> **Stated goal**:
Please reproduce every record, keeping each one exactly as written.

> **Information shown**:
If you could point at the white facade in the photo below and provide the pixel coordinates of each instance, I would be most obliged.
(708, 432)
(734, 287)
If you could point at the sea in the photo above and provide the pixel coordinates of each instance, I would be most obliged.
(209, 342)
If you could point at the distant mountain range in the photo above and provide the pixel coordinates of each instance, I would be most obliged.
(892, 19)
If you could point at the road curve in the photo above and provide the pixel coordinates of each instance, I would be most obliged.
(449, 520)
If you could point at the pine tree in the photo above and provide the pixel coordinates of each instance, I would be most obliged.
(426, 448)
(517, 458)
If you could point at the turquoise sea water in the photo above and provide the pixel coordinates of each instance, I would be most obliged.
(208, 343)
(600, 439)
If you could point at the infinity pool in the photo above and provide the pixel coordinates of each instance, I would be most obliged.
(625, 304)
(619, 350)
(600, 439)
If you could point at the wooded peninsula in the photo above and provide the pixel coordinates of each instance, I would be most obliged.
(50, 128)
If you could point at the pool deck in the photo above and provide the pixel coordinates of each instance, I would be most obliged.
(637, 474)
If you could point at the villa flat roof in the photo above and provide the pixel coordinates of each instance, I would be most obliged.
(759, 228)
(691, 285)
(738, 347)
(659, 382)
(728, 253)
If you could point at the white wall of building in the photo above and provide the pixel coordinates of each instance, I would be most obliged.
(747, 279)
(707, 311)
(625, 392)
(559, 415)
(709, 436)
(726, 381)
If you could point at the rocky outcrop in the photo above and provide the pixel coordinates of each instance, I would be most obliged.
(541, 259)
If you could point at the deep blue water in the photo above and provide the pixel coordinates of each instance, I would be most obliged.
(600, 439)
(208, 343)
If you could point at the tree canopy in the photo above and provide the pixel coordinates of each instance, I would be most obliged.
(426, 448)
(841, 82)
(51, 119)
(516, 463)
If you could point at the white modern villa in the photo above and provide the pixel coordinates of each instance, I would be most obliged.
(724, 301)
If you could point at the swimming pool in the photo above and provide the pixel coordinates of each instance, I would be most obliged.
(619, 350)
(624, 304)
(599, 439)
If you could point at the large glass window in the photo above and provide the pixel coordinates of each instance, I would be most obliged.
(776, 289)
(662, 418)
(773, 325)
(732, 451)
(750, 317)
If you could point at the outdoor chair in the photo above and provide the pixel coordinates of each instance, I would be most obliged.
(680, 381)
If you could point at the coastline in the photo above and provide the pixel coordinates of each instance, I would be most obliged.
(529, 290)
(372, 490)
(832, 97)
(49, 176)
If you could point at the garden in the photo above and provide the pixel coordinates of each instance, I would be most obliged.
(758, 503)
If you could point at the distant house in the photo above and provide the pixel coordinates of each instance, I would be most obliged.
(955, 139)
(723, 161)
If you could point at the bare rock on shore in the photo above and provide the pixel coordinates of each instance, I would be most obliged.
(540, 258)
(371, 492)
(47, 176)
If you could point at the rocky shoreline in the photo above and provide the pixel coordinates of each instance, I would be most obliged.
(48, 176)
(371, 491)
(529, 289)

> **Reply to the task**:
If you could point at the white facade in the photo below and provide the pixel coordinates of each instance, I would be most obliged.
(708, 432)
(734, 287)
If you could point at the sea in the photo above and provide the pixel coordinates of each instance, I would be most obliged.
(209, 342)
If you could point at the distant mountain range in the photo above and provide the pixel coordinates of each instance, I would be most obliged.
(892, 19)
If you could point at the road curve in the photo above and provide the pixel coordinates of each instance, I would be most obliged.
(449, 520)
If you could point at the pine tree in the photo above and provide the pixel coordinates of each instance, I would be most obliged.
(426, 448)
(517, 458)
If you could point at the turquoise sea water in the photo above and provide the pixel coordinates of each instance, I would be most obliged.
(208, 343)
(600, 439)
If you could point at the infinity pool in the photo above and provide the pixel coordinates of each instance, I would be most obliged.
(625, 304)
(619, 350)
(600, 439)
If you could point at the wooded peninsula in the photo above and provide the pixel coordinates of each instance, I would be most obliged.
(50, 128)
If you could point at the pool deck in the photo above and provide the pixel coordinates of each instance, I would be most obliged.
(637, 474)
If you could point at the villa flat roof in the photo above and provide the pixel coordinates of each instance, I would be most obliged.
(759, 228)
(691, 285)
(738, 347)
(659, 382)
(728, 253)
If you could point at the white wall of building in the photo above and provide the pixel coordinates of each instance, I would be most obliged.
(747, 279)
(707, 311)
(625, 392)
(559, 415)
(709, 436)
(726, 381)
If you could point at the rocky outcrop in the photo above and provide the pixel coordinates of each instance, I would be most obliged.
(541, 259)
If you could point at the deep blue water in the photo above and provide the pixel coordinates of each instance, I would be most obliged.
(600, 439)
(208, 343)
If you could point at the tree canopy in the photo above and provide the pixel coordinates of each instance, I would be most obliged.
(426, 448)
(841, 82)
(51, 119)
(516, 463)
If you could point at the white modern villa in the photo above and provide the pixel coordinates of each instance, I would be most obliged.
(724, 301)
If you could point at the swimming pool in the photo above and provide the pixel coordinates of each instance, I would be most obliged.
(619, 350)
(624, 304)
(599, 439)
If you could point at the large glass window in the photo above and provide the pixel coordinates of each instance, I would be most obliged.
(776, 289)
(662, 418)
(773, 325)
(732, 451)
(750, 317)
If you could point at the outdoor chair in the photo above and provide the pixel coordinates of each instance, I would be most obliged.
(680, 381)
If you could point at the coastline in the photo above and provide the pixel coordinates of each instance, I would be most obliged.
(529, 290)
(372, 490)
(832, 97)
(49, 176)
If you could point at the garden in the photo above and provide the pixel coordinates of each instance, I would be most obliged.
(758, 503)
If you could point at the distant house in the photo above and provide the pixel coordinates of each instance, I would be most obliged.
(955, 139)
(723, 161)
If you could point at the bare rock on shore in the photo above and provide the pixel coordinates of each instance, I would be most obliged.
(540, 258)
(371, 492)
(47, 176)
If you could point at the rocky shoreline in the photo above and provide the pixel coordinates of each instance, I would be most obliged.
(48, 176)
(371, 491)
(529, 289)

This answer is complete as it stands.